**Request 1**
Set down the part of the PCRaster Modflow text that opens with the words containing "This will initialise" and closes with "the dynamic section.".
**Request 2**
According to the PCRaster Modflow text, which packages must be specified at minimum for a Modflow simulation?
**Request 3**
Continue the text on using the PCRaster Modflow extension in Python from its last line.

**Passage to read**
** BEGIN **

PCRaster Modflow Python

This chapter describes the usage of the PCRasterModflow extension within Python scrips. Using the extension requires the specification of the geographic extents and the creation of an extension object:

from pcraster import *

setclone("clone.map")
# Construct Modflow extension object
mf = initialise(clone())

This will initialise the data structures used in the extension. All operations will operate on the object mf.

The next step is the grid specification using the operations described in the DIS package. This must be done before any other package is defined. Afterwards packages can be defined in arbitrary order. For a Modflow simulation at least the DIS, BAS and BCF package must be specified.

The DIS, BAS, BCF and a solver package must be set in the initial section of a script. Stress packages (RIV, DRN, RCH and WEL) can be activated and modified in the dynamic section.

Note

One timestep in PCRaster represents one stress period in Modflow.

In the following non-spatial arguments are written capitalised.

Setting Modflow’s input data

These sections describe the provided operations for the input data of Modflow:

• Discretization (DIS) package
• Basic (BAS) package
• Block-Centered Flow (BCF) package
• River (RIV) package
• Recharge (RCH) package
• Well (WEL) package
• Drain (DRN) package
• General Head Boundary (GHB) package
• Solver packages (PCG, SOR, SIP, DSP)

** END **

**Record excerpts**
** BEGIN **

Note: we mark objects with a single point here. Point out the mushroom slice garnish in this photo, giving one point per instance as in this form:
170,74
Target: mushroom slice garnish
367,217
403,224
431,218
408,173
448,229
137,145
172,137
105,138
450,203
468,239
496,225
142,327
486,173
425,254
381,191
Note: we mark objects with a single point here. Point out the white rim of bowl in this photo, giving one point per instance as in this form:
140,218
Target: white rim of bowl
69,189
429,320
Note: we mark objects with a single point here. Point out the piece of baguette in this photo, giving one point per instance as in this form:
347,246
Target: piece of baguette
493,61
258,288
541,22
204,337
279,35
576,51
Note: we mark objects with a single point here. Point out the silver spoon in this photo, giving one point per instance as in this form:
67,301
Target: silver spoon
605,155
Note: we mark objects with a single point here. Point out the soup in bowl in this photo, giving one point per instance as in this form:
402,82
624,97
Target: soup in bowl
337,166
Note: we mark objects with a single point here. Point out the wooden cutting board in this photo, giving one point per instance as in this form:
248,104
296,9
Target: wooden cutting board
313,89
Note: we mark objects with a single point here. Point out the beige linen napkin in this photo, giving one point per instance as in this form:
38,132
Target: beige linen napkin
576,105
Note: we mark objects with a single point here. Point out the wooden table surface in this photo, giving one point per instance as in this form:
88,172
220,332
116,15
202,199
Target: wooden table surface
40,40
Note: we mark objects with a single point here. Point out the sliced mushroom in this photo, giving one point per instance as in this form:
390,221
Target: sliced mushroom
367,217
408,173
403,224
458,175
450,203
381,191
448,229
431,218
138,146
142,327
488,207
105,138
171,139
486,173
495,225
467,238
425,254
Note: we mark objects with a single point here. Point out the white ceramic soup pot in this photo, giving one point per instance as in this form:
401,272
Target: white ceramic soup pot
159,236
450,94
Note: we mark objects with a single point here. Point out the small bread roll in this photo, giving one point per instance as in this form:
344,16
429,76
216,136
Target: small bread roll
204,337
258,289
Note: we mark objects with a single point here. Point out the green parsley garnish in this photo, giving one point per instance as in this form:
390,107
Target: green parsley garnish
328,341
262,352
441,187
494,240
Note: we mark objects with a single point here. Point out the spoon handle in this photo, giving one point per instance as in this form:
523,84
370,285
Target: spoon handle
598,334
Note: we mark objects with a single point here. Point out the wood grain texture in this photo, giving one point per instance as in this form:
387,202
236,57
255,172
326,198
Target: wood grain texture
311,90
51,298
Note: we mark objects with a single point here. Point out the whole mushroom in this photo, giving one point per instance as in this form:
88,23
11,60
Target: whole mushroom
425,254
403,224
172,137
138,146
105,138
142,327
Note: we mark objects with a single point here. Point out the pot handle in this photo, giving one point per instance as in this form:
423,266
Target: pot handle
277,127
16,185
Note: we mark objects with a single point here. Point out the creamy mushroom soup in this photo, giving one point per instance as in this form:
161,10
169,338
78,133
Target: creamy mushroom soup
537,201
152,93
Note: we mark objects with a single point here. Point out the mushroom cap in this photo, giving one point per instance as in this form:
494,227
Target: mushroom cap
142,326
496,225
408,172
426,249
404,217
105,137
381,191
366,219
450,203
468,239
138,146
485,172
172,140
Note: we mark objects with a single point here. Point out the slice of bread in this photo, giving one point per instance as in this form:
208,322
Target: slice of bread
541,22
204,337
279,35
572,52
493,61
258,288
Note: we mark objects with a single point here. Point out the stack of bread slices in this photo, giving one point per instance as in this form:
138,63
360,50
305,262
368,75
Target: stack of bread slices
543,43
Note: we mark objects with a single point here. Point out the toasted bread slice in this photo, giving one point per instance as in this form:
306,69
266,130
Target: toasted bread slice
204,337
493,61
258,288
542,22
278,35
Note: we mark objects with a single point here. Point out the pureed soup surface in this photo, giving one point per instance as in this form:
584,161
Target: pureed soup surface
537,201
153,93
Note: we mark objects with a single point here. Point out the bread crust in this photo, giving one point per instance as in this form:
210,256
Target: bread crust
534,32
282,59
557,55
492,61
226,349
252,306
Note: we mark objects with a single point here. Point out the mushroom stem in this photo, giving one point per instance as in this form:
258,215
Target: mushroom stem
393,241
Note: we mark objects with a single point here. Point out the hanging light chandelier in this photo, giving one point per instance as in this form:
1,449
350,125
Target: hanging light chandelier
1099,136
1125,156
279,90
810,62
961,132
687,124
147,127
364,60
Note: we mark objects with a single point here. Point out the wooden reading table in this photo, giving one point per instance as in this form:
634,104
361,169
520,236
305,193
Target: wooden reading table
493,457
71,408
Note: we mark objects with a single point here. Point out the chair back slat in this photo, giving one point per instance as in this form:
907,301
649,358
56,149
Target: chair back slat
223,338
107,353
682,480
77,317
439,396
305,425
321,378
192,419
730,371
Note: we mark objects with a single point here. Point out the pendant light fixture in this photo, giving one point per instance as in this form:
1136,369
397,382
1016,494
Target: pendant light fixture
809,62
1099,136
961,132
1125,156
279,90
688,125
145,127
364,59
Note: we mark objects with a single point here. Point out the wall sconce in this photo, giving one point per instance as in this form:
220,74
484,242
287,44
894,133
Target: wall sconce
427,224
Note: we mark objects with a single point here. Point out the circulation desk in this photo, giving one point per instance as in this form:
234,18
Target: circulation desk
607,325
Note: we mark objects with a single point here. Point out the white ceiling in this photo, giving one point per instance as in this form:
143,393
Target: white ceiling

** END **

**Written answer 1**
This will initialise the data structures used in the extension. All operations will operate on the object mf.

The next step is the grid specification using the operations described in the DIS package. This must be done before any other package is defined. Afterwards packages can be defined in arbitrary order. For a Modflow simulation at least the DIS, BAS and BCF package must be specified.

The DIS, BAS, BCF and a solver package must be set in the initial section of a script. Stress packages (RIV, DRN, RCH and WEL) can be activated and modified in the dynamic section.

**Written answer 2**
The DIS, BAS and BCF packages.

**Written answer 3**
Running Modflow

After specifying the required packages, Modflow can be called with

mf.run()

After a successful Modflow run the results of a stress period can be reported with the commands described in this section. If the run fails the end of the Modflow list file is displayed, the execution of the script ends.

In Python you can also specify a directory where the Modflow run will be executed, for example in 1:

mf.run("1")

Retrieving Modflow’s output

The head and boundary values are retrieved automatically and must not be set again for the next stress period. Applying the operations to layer specified as quasi-3D confining beds will result in an error.

head = mf.getHeads(LAYER)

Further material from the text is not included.